+++ Document excerpt

We were told that mobility is about individuals, freedom and social status. It’s not. Why we move ourselves and goods around, how we do it, who does it, and how often — all of this reflects broad societal choices that weren’t always made considering long term consequences. Now, if there’s one thing that COVID reminded us is that things can change quickly and now is the once in a generation opportunity to make our societies and our mobility more resilient. 

As a society we see mobility as something individual and related to freedom and social status — all thanks to the car, the oil and the marketing industry, as well as some politicians for thinking and living this way (this is ironic).

But let’s ask ourselves: where is the freedom when we are actually reliant on a polluting car to access a lot of services spread all over the place? Where is it when our kids can’t play outside or get to school by walking and cycling because it’s too dangerous, or when they grow up breathing unhealthy air into their lungs and bodies? Where is our individuality when everyone gets sold the same SUV model or the same low-cost airline ticket fueling the cash machine of polluting industries? Why are our holidays bound to a flying industry that shows no respect for the climate, society, or workers? What kind of “social status” do we get when higher purchase power allows us to consume more and bigger mobility that further erodes the most essential common good — our environment and a liveable climate on earth?

++++++
+++ Dataset records

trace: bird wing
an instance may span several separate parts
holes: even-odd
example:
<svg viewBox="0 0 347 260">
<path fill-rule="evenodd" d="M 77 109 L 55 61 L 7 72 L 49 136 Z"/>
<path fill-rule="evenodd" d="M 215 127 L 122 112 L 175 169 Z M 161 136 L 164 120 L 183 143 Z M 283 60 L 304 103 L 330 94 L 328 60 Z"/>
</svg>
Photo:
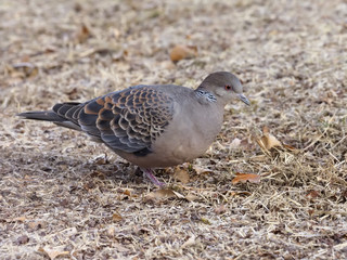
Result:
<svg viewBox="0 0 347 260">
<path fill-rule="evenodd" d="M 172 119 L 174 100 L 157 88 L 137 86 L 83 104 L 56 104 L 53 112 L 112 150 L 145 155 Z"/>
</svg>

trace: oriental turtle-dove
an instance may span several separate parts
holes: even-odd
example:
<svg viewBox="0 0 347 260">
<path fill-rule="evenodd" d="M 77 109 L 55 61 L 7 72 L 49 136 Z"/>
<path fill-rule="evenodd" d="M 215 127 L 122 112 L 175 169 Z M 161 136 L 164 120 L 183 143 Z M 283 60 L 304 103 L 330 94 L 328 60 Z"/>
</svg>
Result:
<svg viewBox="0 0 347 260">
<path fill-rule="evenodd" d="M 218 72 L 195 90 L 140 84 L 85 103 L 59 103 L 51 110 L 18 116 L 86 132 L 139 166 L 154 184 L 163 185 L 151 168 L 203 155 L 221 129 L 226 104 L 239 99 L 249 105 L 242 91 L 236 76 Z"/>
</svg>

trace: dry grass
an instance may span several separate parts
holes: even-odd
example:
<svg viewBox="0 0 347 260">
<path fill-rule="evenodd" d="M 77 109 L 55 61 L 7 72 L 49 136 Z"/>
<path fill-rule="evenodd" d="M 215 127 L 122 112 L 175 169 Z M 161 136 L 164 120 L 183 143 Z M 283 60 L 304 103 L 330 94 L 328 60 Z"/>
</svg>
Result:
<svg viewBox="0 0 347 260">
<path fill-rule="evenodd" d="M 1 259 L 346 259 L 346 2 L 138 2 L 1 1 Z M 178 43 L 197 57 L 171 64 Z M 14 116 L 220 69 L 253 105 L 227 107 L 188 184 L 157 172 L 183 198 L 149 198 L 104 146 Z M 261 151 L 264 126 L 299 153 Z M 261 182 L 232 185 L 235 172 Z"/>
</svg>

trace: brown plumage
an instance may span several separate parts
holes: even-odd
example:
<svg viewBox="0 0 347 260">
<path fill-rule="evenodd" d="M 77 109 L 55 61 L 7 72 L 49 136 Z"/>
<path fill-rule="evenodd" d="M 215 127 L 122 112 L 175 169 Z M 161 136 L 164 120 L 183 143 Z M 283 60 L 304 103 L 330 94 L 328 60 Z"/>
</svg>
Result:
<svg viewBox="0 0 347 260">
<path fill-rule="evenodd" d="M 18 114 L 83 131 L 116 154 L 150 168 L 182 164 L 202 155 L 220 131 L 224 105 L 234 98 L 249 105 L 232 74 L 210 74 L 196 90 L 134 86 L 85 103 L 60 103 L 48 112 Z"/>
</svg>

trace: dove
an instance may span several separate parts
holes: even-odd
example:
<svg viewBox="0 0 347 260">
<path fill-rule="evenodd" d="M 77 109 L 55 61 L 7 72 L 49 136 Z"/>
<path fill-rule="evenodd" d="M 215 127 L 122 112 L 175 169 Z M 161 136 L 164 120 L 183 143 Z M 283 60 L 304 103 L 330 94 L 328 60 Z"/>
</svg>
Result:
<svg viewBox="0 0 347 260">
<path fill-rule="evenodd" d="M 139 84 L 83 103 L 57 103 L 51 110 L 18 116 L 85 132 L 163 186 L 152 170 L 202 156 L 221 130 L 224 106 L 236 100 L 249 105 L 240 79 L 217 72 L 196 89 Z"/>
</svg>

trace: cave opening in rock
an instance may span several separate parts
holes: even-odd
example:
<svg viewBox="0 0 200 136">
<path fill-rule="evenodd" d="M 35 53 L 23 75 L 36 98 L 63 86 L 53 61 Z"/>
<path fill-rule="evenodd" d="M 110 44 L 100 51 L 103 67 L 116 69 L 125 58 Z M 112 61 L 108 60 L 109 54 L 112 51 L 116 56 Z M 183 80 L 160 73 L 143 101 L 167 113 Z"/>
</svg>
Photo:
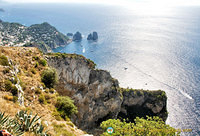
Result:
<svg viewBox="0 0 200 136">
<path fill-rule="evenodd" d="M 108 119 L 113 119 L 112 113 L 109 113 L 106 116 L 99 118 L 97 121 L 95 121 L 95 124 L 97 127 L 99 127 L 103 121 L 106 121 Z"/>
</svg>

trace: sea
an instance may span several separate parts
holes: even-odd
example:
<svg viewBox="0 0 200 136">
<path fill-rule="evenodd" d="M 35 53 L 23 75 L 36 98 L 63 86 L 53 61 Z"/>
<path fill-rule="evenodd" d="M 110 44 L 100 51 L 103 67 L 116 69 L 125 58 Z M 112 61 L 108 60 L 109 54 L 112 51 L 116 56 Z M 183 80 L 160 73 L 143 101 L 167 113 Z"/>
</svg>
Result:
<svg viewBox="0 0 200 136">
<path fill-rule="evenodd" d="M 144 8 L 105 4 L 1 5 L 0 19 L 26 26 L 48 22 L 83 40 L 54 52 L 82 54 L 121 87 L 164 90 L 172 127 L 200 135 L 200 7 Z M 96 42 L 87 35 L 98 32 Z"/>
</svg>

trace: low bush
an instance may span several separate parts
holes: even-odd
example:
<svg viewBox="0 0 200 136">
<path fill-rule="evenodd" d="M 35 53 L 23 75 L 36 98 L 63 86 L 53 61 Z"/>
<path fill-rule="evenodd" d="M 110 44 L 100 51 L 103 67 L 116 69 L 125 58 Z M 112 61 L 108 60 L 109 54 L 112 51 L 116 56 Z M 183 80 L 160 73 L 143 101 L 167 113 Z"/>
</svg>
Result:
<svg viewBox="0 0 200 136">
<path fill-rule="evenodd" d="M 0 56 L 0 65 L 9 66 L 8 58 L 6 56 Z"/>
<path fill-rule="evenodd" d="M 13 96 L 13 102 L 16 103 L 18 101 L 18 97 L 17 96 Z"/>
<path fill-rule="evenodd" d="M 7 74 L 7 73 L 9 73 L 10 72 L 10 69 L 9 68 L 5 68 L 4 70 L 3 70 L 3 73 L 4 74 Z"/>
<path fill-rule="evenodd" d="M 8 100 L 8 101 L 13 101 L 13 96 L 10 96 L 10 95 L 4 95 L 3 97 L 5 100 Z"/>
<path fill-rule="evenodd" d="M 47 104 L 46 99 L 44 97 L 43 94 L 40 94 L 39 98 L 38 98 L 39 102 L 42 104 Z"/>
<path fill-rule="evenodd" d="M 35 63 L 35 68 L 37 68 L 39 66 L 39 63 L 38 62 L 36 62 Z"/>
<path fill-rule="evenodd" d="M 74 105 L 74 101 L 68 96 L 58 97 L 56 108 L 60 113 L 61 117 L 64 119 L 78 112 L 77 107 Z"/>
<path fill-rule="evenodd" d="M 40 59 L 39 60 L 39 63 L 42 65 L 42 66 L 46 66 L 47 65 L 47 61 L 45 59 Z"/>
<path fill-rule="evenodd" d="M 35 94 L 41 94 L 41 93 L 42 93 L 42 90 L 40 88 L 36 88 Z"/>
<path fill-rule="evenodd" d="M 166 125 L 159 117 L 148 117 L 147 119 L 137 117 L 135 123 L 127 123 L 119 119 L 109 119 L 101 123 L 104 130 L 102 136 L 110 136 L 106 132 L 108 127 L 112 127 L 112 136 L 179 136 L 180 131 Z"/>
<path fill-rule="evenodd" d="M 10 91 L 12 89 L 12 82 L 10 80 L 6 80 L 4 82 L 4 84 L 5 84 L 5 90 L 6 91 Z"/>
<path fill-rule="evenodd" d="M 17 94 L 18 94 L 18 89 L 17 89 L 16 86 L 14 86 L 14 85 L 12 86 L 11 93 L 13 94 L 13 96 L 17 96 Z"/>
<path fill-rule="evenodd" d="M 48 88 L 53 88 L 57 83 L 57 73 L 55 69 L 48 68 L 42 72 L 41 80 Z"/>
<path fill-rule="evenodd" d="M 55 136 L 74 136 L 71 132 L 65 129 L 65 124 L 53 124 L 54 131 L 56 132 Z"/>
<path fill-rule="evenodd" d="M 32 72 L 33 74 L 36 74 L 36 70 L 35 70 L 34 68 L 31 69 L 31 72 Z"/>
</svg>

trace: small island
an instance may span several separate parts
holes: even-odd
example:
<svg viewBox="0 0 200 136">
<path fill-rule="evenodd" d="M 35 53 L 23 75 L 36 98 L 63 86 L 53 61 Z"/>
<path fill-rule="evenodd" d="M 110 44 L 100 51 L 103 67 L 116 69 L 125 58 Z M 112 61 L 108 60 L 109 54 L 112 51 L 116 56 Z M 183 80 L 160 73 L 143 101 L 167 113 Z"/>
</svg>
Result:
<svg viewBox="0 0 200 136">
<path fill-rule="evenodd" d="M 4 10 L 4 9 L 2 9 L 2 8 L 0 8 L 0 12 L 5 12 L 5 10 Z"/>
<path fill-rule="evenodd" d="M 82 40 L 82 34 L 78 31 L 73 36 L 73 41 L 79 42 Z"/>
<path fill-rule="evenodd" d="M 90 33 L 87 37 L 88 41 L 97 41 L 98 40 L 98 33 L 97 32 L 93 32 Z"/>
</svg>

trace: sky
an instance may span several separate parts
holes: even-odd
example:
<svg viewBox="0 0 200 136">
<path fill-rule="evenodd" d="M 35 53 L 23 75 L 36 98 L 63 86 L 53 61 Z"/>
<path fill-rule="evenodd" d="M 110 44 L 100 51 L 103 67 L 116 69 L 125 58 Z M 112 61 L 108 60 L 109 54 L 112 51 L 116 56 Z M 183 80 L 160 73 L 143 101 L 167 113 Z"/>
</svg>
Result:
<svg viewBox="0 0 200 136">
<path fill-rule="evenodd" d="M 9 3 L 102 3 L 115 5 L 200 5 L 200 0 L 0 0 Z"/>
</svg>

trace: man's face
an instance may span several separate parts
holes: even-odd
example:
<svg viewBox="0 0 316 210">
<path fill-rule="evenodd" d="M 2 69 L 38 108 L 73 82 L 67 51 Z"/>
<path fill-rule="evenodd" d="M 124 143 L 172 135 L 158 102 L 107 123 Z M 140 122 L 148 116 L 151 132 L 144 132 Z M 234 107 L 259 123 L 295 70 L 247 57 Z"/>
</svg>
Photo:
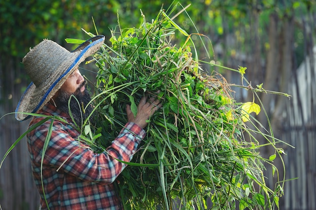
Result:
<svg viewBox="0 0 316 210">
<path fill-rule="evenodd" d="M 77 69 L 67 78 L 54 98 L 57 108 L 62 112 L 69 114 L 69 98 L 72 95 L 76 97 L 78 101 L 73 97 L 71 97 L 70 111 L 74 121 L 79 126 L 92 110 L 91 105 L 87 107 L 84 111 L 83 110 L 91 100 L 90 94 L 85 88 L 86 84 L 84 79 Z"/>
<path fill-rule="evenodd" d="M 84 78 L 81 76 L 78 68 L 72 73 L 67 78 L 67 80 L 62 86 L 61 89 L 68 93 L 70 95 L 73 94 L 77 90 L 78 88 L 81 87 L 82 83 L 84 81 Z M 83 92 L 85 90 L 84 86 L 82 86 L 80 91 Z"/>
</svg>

++++++
+++ Dataset records

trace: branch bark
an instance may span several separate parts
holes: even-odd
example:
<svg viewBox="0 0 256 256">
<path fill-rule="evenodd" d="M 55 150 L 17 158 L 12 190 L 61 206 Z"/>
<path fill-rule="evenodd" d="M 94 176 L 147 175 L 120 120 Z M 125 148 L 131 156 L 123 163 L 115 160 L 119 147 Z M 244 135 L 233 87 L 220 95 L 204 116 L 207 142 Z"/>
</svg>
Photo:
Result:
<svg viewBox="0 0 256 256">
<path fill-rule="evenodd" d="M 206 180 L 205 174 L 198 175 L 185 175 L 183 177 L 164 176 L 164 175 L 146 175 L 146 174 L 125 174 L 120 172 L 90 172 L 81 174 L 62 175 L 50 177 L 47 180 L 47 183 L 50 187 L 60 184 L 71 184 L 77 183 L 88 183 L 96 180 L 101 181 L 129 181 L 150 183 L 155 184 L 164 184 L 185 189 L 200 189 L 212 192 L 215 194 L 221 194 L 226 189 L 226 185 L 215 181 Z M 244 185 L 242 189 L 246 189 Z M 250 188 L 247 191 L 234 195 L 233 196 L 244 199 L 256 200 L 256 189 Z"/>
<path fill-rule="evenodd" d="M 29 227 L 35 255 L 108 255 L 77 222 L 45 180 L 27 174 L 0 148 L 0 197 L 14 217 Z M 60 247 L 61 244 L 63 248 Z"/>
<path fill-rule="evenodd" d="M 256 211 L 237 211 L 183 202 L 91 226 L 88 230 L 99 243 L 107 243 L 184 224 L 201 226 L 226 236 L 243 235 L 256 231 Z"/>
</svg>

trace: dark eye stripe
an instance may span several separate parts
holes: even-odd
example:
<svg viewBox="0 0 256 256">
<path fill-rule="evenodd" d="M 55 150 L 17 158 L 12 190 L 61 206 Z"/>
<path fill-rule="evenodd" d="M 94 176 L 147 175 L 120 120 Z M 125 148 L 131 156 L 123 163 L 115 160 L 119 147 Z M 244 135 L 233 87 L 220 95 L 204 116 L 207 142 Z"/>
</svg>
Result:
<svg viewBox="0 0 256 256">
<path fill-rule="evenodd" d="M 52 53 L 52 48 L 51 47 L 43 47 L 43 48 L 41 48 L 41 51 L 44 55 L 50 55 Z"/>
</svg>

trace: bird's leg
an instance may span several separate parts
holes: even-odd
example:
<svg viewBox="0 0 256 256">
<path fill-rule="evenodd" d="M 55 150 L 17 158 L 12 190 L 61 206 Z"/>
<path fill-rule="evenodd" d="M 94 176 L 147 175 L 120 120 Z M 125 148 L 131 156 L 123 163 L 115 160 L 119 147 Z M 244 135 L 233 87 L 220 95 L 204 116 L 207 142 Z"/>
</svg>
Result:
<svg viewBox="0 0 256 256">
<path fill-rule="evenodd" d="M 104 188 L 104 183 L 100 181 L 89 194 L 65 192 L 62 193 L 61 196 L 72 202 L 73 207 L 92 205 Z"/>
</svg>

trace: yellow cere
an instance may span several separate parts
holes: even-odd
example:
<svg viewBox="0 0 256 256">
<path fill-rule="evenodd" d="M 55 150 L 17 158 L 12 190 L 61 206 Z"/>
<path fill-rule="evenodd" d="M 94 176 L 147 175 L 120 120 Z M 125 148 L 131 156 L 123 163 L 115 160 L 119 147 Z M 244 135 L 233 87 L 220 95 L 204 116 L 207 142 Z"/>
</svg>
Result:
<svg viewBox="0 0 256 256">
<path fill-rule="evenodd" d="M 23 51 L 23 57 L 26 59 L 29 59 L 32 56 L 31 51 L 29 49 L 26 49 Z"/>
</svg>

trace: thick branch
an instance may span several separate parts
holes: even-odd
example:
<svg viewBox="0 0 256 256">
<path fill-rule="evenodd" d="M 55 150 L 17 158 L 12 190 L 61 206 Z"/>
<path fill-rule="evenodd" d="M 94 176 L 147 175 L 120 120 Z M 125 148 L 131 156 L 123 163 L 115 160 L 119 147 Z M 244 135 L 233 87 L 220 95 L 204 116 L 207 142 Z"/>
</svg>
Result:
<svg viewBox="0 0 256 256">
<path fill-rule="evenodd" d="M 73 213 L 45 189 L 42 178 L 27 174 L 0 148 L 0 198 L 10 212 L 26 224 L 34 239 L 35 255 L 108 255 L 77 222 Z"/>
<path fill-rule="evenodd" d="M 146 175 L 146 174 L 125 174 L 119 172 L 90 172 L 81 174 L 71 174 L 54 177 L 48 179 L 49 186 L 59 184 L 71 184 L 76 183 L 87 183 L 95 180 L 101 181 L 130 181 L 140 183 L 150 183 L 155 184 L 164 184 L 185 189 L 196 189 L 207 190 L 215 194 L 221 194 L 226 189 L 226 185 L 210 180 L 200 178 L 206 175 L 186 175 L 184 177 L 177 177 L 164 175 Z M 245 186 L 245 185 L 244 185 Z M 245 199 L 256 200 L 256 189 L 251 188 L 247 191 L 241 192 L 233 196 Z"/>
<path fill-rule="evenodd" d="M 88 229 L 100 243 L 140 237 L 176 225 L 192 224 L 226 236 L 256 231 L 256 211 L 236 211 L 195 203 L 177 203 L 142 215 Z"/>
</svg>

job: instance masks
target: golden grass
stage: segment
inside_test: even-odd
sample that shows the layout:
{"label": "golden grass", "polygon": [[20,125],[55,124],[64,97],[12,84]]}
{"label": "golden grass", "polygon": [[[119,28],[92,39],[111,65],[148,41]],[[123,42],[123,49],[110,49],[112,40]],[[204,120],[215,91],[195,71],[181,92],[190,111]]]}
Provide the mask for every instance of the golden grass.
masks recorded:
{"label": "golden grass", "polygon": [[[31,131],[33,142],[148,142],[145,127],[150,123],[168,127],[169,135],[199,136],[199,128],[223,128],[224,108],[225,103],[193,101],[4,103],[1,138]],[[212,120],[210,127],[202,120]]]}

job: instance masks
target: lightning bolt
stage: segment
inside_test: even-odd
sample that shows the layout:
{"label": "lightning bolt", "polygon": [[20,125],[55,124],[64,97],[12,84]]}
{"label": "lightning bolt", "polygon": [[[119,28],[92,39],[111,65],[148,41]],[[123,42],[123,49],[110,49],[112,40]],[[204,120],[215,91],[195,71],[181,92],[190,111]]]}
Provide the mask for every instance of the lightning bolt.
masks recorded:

++++++

The problem: Print the stretch of the mobility passage from "We were told" through "mobility more resilient.", word for word.

Expected output:
We were told that mobility is about individuals, freedom and social status. It’s not. Why we move ourselves and goods around, how we do it, who does it, and how often — all of this reflects broad societal choices that weren’t always made considering long term consequences. Now, if there’s one thing that COVID reminded us is that things can change quickly and now is the once in a generation opportunity to make our societies and our mobility more resilient.